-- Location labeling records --
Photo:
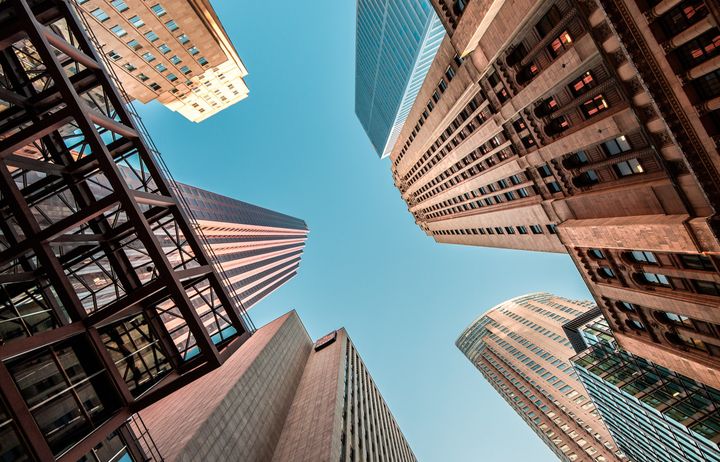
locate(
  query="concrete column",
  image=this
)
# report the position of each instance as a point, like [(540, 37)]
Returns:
[(662, 8), (705, 24), (702, 69)]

-- Brief --
Rewrite the rows above, replacing "concrete column" with "support pillar" and leaving everything else unchanged. Omit the pictures from your answer.

-- Answer to this task --
Photo:
locate(
  query="support pillar",
  image=this
)
# report the position of each instance as a point, like [(540, 37)]
Returns:
[(662, 8), (705, 24), (702, 69)]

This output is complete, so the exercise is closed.